[Coordinate labeling data]
============

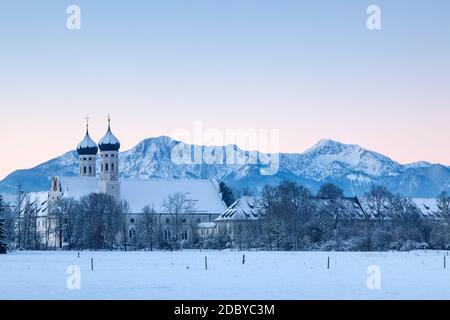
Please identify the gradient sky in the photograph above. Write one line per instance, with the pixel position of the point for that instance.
(308, 68)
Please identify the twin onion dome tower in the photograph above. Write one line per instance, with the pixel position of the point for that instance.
(109, 147)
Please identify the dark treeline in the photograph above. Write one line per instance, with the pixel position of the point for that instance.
(293, 219)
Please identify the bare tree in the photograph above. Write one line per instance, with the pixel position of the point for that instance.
(443, 203)
(147, 225)
(64, 212)
(179, 208)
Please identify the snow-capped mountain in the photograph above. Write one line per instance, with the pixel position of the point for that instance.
(352, 167)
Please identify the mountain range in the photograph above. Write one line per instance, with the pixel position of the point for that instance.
(351, 167)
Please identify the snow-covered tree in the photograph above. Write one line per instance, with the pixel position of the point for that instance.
(180, 208)
(147, 227)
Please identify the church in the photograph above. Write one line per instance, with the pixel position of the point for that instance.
(203, 193)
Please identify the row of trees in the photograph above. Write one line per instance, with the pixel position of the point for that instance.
(294, 219)
(297, 220)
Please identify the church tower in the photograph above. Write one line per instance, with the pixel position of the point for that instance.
(109, 147)
(87, 150)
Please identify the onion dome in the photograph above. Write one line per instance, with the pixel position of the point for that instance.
(109, 142)
(87, 146)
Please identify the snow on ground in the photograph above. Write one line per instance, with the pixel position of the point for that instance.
(265, 275)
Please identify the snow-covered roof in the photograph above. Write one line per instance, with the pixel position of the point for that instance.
(245, 208)
(77, 187)
(428, 207)
(140, 193)
(206, 225)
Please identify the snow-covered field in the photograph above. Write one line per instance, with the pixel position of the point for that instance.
(265, 275)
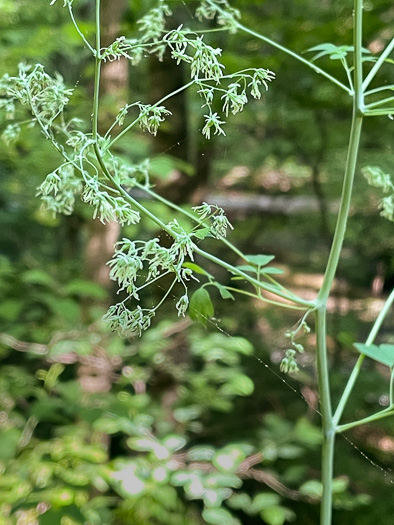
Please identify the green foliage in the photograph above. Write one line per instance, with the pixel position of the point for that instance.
(53, 441)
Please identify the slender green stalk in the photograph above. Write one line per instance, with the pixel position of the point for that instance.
(379, 112)
(97, 72)
(375, 417)
(357, 367)
(298, 57)
(70, 10)
(328, 425)
(378, 64)
(128, 128)
(379, 103)
(389, 87)
(326, 410)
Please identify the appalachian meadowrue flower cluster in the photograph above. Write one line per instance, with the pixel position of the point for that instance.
(92, 174)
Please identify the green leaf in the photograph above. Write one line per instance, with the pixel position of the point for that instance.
(334, 52)
(10, 309)
(276, 515)
(272, 270)
(37, 277)
(263, 500)
(240, 385)
(201, 307)
(228, 458)
(247, 268)
(259, 260)
(383, 354)
(223, 291)
(219, 517)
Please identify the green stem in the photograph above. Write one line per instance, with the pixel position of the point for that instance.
(357, 367)
(328, 428)
(251, 280)
(260, 298)
(70, 10)
(377, 65)
(343, 214)
(328, 425)
(379, 103)
(97, 71)
(298, 57)
(390, 87)
(387, 412)
(379, 112)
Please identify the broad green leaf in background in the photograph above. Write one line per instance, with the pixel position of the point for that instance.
(201, 307)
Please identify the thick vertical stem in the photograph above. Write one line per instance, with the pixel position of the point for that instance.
(328, 423)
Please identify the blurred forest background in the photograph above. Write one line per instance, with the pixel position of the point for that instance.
(192, 424)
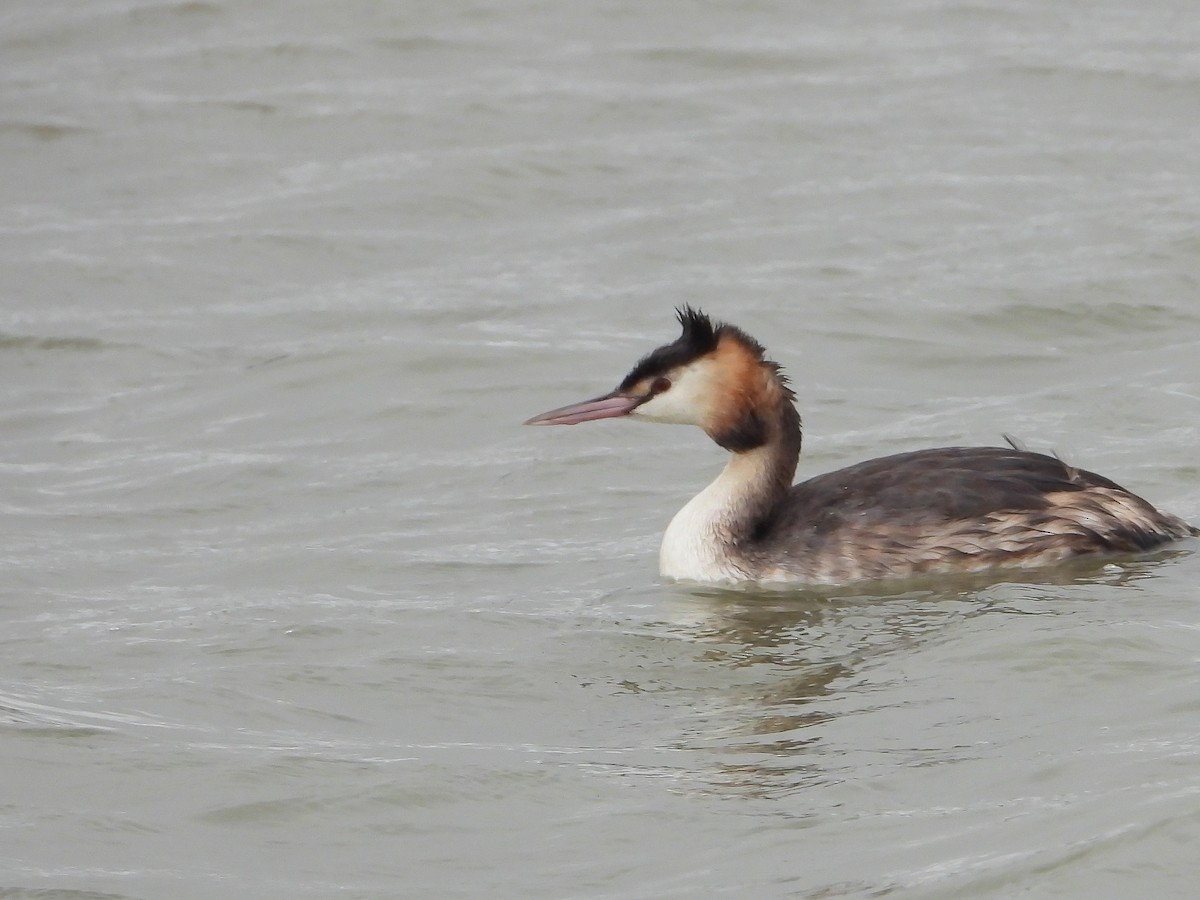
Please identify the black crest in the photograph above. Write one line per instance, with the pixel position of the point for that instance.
(700, 336)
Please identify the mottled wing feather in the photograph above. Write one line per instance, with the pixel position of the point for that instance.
(953, 509)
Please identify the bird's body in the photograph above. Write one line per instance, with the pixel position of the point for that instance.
(924, 513)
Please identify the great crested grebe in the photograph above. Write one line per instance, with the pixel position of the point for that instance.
(958, 509)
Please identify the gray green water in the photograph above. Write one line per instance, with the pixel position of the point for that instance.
(292, 606)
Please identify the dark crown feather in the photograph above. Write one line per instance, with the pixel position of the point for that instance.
(700, 336)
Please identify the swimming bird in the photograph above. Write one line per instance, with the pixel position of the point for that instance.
(957, 509)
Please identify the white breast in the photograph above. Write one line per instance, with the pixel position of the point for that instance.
(695, 546)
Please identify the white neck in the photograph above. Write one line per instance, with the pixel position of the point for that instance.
(701, 541)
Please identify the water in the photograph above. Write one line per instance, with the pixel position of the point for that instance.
(293, 606)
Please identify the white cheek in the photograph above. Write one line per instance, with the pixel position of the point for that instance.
(684, 403)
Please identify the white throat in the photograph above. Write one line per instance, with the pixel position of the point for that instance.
(700, 543)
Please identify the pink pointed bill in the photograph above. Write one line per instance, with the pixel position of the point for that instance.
(607, 407)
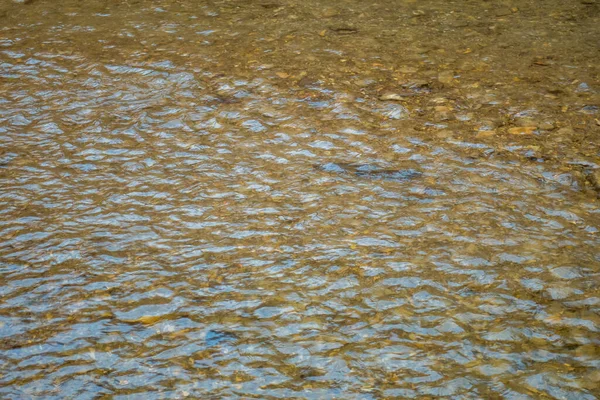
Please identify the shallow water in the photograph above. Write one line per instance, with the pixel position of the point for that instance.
(165, 232)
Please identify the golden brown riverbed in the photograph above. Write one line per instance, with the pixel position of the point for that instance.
(299, 199)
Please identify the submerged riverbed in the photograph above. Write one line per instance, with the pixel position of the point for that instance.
(299, 199)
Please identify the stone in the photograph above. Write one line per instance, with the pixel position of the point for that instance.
(547, 126)
(446, 77)
(330, 12)
(522, 130)
(391, 96)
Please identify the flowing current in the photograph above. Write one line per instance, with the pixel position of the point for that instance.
(298, 199)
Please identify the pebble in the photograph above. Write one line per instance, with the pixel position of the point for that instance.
(446, 77)
(522, 130)
(390, 96)
(407, 70)
(330, 12)
(484, 134)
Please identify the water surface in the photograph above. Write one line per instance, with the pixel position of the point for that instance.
(165, 233)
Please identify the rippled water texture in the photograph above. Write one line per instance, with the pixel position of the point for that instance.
(299, 199)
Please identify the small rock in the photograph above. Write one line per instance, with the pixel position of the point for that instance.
(547, 126)
(566, 131)
(390, 96)
(503, 12)
(330, 12)
(522, 122)
(484, 134)
(446, 77)
(522, 130)
(407, 70)
(364, 82)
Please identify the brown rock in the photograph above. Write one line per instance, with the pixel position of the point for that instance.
(522, 130)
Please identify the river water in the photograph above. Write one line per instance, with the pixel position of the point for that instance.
(297, 199)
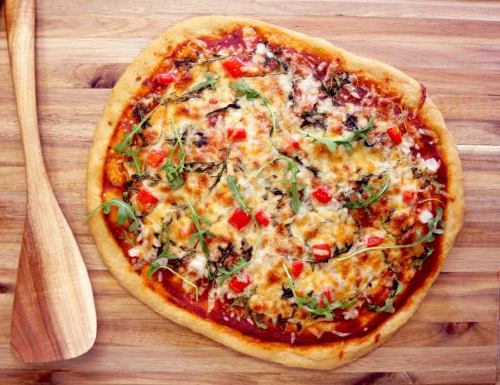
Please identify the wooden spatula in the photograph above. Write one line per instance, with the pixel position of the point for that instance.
(54, 314)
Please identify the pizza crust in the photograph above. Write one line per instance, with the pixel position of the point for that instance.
(322, 356)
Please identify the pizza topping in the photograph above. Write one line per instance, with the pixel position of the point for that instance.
(345, 238)
(239, 283)
(374, 241)
(346, 141)
(322, 194)
(165, 78)
(239, 219)
(322, 252)
(236, 134)
(234, 67)
(297, 267)
(262, 218)
(409, 197)
(395, 135)
(432, 164)
(155, 158)
(424, 216)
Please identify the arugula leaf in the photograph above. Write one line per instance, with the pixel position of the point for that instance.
(235, 190)
(174, 172)
(160, 263)
(222, 170)
(136, 163)
(200, 233)
(333, 143)
(225, 274)
(430, 236)
(294, 188)
(125, 212)
(310, 303)
(209, 82)
(388, 306)
(374, 197)
(243, 89)
(129, 136)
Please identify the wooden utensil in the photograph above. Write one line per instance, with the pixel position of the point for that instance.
(54, 314)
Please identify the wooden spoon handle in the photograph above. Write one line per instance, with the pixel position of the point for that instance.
(53, 315)
(20, 23)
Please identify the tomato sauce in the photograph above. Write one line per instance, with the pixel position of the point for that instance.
(171, 287)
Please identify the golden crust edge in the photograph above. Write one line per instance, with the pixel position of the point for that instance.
(325, 356)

============

◆ **What the exercise asks**
Output all of the entries verbatim, leaving out any images.

◆ **Answer to the task**
Please identify the gradient sky in the photograph above. Write one line per instance, with the pixel position of the point for that instance.
(308, 68)
Please identify the twin onion dome tower in the photograph above. Write one line per instance, with the pixel position of the point for that instance.
(109, 147)
Please identify the dark treeline in the photograph above. Write one line per instance, with the pixel position of the point for that instance.
(293, 219)
Please identify the bare tree in the photograph above. Write one line per instance, with the pixel position of the point for that instance.
(443, 203)
(147, 225)
(64, 212)
(179, 208)
Please identify the snow-capped mountain in the photograph above. Write one line per instance, with the pixel position of the point for that instance.
(352, 167)
Please identify the mountain range in the photograph above. Write one line per instance, with the pixel position of the point for that instance.
(351, 167)
Please identify the snow-covered tree in the photograph above. Write one line per instance, with the pixel position of the point for that instance.
(180, 208)
(147, 227)
Please identify the church in the photograph above. Write one line per instance, with the pixel position of the point for that instance.
(203, 193)
Please identify the row of trees in the photograph above. Write one line per instance, with the pixel position of the point for that instance.
(294, 219)
(297, 220)
Please identify the church tower in the photograph above. Write one line per instance, with the pixel position of the point for that instance.
(109, 147)
(87, 150)
Please identify the onion dome in the photograph above. Write one line per instance, with the pixel position of the point for that instance.
(109, 142)
(87, 146)
Please identify the snow on ground in the photograph above. Write one line per instance, with the pixel position of the point for that instance.
(265, 275)
Please identify the snow-covered roof in the photograph above. Write one line per instance, with the pixel position of the point for that instance.
(245, 208)
(77, 187)
(428, 207)
(140, 193)
(206, 225)
Please identify the snow-covered field in the photograph above. Write one line per instance, with the pixel position of the point for that instance.
(265, 275)
Please identify the green foliage in the photograph above. Write one line per instance, with the pixel position of the point for that instance.
(53, 441)
Please identify the slender green stalk in the photograph above. Write one line per instance, with the pixel position of the point for that instance.
(379, 112)
(97, 72)
(375, 417)
(357, 367)
(298, 57)
(70, 10)
(328, 425)
(378, 64)
(128, 128)
(379, 103)
(389, 87)
(326, 410)
Please identify the appalachian meadowrue flower cluster in the photograph above. Write one line per instance, with the pixel position of the point for that instance.
(92, 174)
Please identify the green leaf in the photograph above. Write one line per instance, with the pixel position of the point for that instance.
(334, 52)
(10, 309)
(276, 515)
(272, 270)
(37, 277)
(263, 500)
(240, 385)
(201, 307)
(228, 458)
(247, 268)
(259, 260)
(383, 354)
(223, 291)
(219, 517)
Please identify the green stem in the photograph above. Write one line per instance, with the pixel position of the point for that instance.
(357, 367)
(328, 428)
(251, 280)
(260, 298)
(70, 10)
(377, 65)
(343, 214)
(328, 425)
(379, 103)
(97, 71)
(298, 57)
(390, 87)
(387, 412)
(379, 112)
Please identify the broad green leaf in background in the photograph above. Write one line per instance, with the pixel position of the point for that instance.
(201, 307)
Please identify the thick vertical stem in the photograph above. Write one line per instance, with the pixel position of the point for that instance.
(328, 423)
Please identify the blurred forest background in the photograph above. Write one line per instance, with the pixel position of the point for that instance.
(192, 424)
Please identify the black crest in the photograph above. Write one line per instance, with the pixel position of the point for that instance.
(700, 336)
Please identify the mottled wing feather in the photograph above. Write one line per instance, with the pixel position of the point for that instance.
(953, 509)
Please identify the bird's body in the photograph above. Write one line per instance, with the pixel position of the point for that instance.
(924, 513)
Please identify the great crested grebe in the photograph above. Write one line per instance, with the pixel position of the point for that instance.
(958, 509)
Please identify the gray green water in the photograph above. Write one line per instance, with the pixel position of the point for that instance.
(292, 606)
Please identify the dark crown feather in the photograph above. Write one line per instance, with the pixel position of the point for that instance.
(700, 336)
Please identify the swimming bird in the photograph above. Write one line per instance, with the pixel position of the point for that instance.
(957, 509)
Please identify the white breast in the photograph above. Write one line per instance, with the pixel position of the point for that instance.
(695, 546)
Please identify the white neck in the photograph above. Write one line per instance, with the pixel position of the point for that instance.
(701, 541)
Please identify the water in the photograph above. Write one line per instance, with the pixel position of the point for that instance.
(293, 606)
Please identify the white cheek in the photograph above. Write one line per instance, with the pixel position of the point for that instance.
(684, 403)
Please identify the white throat in the photograph above. Write one line per instance, with the pixel position of the point for that instance.
(700, 543)
Please identify the pink pointed bill in the photograph above. Write one line per instance, with the pixel position of the point for that instance.
(607, 407)
Please identify the shallow water in the photograph above. Write one line per instance, with the pixel position of the point for that instance.
(165, 232)
Please identify the golden brown riverbed in the photograph above. Write one line per instance, with the pixel position of the point for that instance.
(299, 199)
Please identify the submerged riverbed in the photograph above. Write one line per instance, with the pixel position of the point for that instance.
(299, 199)
Please identify the stone in the photograph above. Write one line per instance, with the pixel position of the point for that instance.
(547, 126)
(446, 77)
(330, 12)
(522, 130)
(391, 96)
Please identify the flowing current in the photograph above. Write one line per instance, with the pixel position of the point for that instance.
(298, 199)
Please identify the pebble in the photograph above. Write one line per instance, with the pixel position of the point for that instance.
(446, 77)
(522, 130)
(390, 96)
(407, 70)
(330, 12)
(484, 134)
Please identify the water surface in the photograph above. Write one line per instance, with the pixel position of the point for that instance.
(165, 233)
Please identify the rippled water texture in the photograph above. Write one line per instance, with the pixel position of the point for that instance.
(299, 199)
Please identify the small rock in the photograph above. Write one line per instance, with the pixel position of the point for that instance.
(547, 126)
(566, 131)
(390, 96)
(503, 12)
(330, 12)
(522, 122)
(484, 134)
(446, 77)
(522, 130)
(407, 70)
(364, 82)
Please identify the brown rock in the photograph above. Write one line per instance, with the pixel position of the point for that instance.
(522, 130)
Please identify the river water in the photograph above. Write one line per instance, with the pixel position of the point for that instance.
(297, 199)
Please identify the wooden spatula in the photograph above. Write one line per instance, with the pixel position of the point for that instance.
(54, 314)
Please identify the pizza crust in the photograph above. Write one line per instance, with the pixel position of the point for that instance.
(322, 356)
Please identify the pizza topping in the photograph above. Write one line per instance, with the pixel position of the point for that instance.
(345, 238)
(239, 283)
(374, 241)
(346, 141)
(322, 194)
(165, 78)
(239, 219)
(322, 252)
(236, 134)
(234, 67)
(297, 267)
(262, 218)
(409, 197)
(395, 135)
(432, 164)
(155, 158)
(424, 216)
Please identify the arugula leaf in the photograph above. Write one line per instance, with the pixel position of the point for that instance.
(235, 190)
(174, 172)
(160, 263)
(222, 170)
(136, 163)
(200, 233)
(333, 143)
(225, 274)
(430, 236)
(294, 188)
(125, 212)
(310, 303)
(209, 82)
(388, 306)
(374, 197)
(243, 89)
(129, 136)
Please identify the wooden utensil in the photograph above. Write one line per instance, with the pixel position of the point for that instance.
(54, 314)
Please identify the wooden spoon handle in the photograph above. Write one line per instance, with the pixel position of the point for that instance.
(53, 315)
(20, 23)
Please identify the tomato sauce in the photograph above. Write one line per instance, with the pixel position of the point for that instance.
(171, 287)
Please identify the golden crust edge in the photograph above. Write one line per instance, with the pixel position of the point for that instance.
(325, 356)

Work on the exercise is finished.